**The exercise**
Reproduce the material from its start through the line containing "150 L 64 135", both ends included, requests and all, and leave out the pictures. In the answers, multiply every coordinate by 2.6 and round it to a whole number with halves going up, but keep the numbers in the requests and format samples as they are.

**Records for the task**
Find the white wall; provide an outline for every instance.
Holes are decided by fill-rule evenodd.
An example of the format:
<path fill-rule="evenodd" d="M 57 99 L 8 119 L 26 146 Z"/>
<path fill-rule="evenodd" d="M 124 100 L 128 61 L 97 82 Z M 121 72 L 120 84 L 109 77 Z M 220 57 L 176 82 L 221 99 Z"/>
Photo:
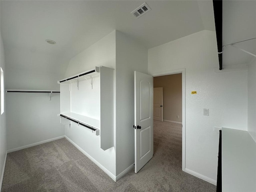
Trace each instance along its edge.
<path fill-rule="evenodd" d="M 7 93 L 7 148 L 13 149 L 64 135 L 60 123 L 60 94 Z"/>
<path fill-rule="evenodd" d="M 5 50 L 6 89 L 60 90 L 57 82 L 63 78 L 67 65 L 63 56 L 26 48 Z M 63 67 L 57 67 L 60 63 Z"/>
<path fill-rule="evenodd" d="M 65 77 L 100 66 L 116 69 L 115 31 L 71 59 L 65 73 Z M 115 70 L 114 79 L 116 72 Z M 114 129 L 115 132 L 115 128 Z M 103 150 L 100 146 L 99 136 L 96 136 L 94 132 L 89 129 L 78 126 L 75 123 L 72 123 L 70 127 L 69 125 L 65 126 L 65 135 L 113 175 L 116 175 L 114 147 Z"/>
<path fill-rule="evenodd" d="M 4 83 L 5 84 L 5 62 L 4 60 L 4 45 L 2 41 L 2 37 L 0 36 L 0 40 L 1 44 L 0 45 L 0 66 L 2 68 L 4 71 Z M 4 95 L 4 99 L 6 99 L 6 95 Z M 4 163 L 5 160 L 5 155 L 7 150 L 6 144 L 6 102 L 4 99 L 4 104 L 1 103 L 1 105 L 4 104 L 4 112 L 0 117 L 0 178 L 1 181 L 0 183 L 0 190 L 2 186 L 2 178 L 3 176 L 3 170 L 4 168 Z"/>
<path fill-rule="evenodd" d="M 134 162 L 134 71 L 148 74 L 147 49 L 116 31 L 116 175 Z"/>
<path fill-rule="evenodd" d="M 214 127 L 247 127 L 247 71 L 214 73 L 217 52 L 215 33 L 208 30 L 148 50 L 150 74 L 186 68 L 186 168 L 212 180 L 218 146 Z"/>
<path fill-rule="evenodd" d="M 248 69 L 248 132 L 256 142 L 256 59 Z"/>
<path fill-rule="evenodd" d="M 63 63 L 65 68 L 63 58 L 26 48 L 6 49 L 6 89 L 60 90 L 57 80 L 63 78 L 64 69 L 58 68 L 55 64 Z M 47 93 L 6 95 L 8 150 L 64 135 L 64 126 L 57 116 L 59 93 L 52 94 L 51 101 Z"/>

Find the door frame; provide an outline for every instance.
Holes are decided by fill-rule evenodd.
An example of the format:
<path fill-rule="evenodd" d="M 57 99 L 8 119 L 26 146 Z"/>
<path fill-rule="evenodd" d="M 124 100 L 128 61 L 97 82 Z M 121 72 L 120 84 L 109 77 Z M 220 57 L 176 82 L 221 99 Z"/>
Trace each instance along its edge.
<path fill-rule="evenodd" d="M 162 72 L 153 73 L 152 75 L 153 77 L 163 76 L 164 75 L 173 75 L 177 73 L 181 73 L 182 76 L 182 170 L 185 171 L 186 167 L 186 76 L 185 69 L 182 68 L 176 70 L 171 70 Z"/>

**Complete response**
Find the white wall; provide an outline for every instance.
Holes are decided by fill-rule evenodd.
An example of the format:
<path fill-rule="evenodd" d="M 57 99 L 8 119 L 26 146 Z"/>
<path fill-rule="evenodd" d="M 124 100 L 128 61 L 97 82 Z M 121 72 L 120 84 L 109 77 Z M 220 57 L 176 82 L 221 99 Z"/>
Photo:
Trace each instance along its edge.
<path fill-rule="evenodd" d="M 18 242 L 18 385 L 34 387 L 166 351 L 156 320 L 156 244 Z"/>
<path fill-rule="evenodd" d="M 13 130 L 16 231 L 156 234 L 148 213 L 164 203 L 174 169 L 164 146 L 68 125 Z M 164 174 L 148 174 L 156 164 Z"/>
<path fill-rule="evenodd" d="M 169 200 L 260 172 L 302 179 L 299 81 L 185 153 L 169 190 Z M 299 182 L 296 205 L 302 187 Z M 296 335 L 299 343 L 299 333 Z M 268 390 L 260 380 L 257 354 L 250 354 L 244 343 L 231 335 L 203 328 L 195 320 L 187 320 L 182 330 L 179 325 L 169 328 L 169 351 L 294 455 L 302 455 L 296 382 Z"/>
<path fill-rule="evenodd" d="M 10 216 L 13 218 L 13 161 L 10 156 L 10 117 L 5 107 L 5 96 L 0 94 L 0 104 L 3 114 L 0 117 L 0 172 L 5 177 L 10 185 Z M 10 247 L 10 257 L 16 257 L 16 247 Z M 10 424 L 13 416 L 13 403 L 18 390 L 16 374 L 16 265 L 10 257 L 10 270 L 3 268 L 3 273 L 10 270 L 10 291 L 0 304 L 0 463 L 3 471 L 0 476 L 0 494 L 5 484 L 5 463 L 8 458 L 8 442 L 10 437 Z"/>
<path fill-rule="evenodd" d="M 348 421 L 348 185 L 385 192 L 382 127 L 302 81 L 302 455 Z"/>
<path fill-rule="evenodd" d="M 556 330 L 642 330 L 642 185 L 556 190 L 564 135 L 559 86 L 541 78 L 385 130 L 390 192 L 484 177 L 484 437 L 551 468 L 567 380 Z"/>
<path fill-rule="evenodd" d="M 645 179 L 645 343 L 666 369 L 666 153 Z"/>
<path fill-rule="evenodd" d="M 164 164 L 169 177 L 164 151 L 68 125 L 16 127 L 16 231 L 156 234 L 148 208 L 164 203 L 166 179 L 151 177 L 143 166 Z M 122 242 L 16 247 L 21 390 L 166 351 L 166 328 L 148 302 L 153 242 L 135 244 L 133 263 Z"/>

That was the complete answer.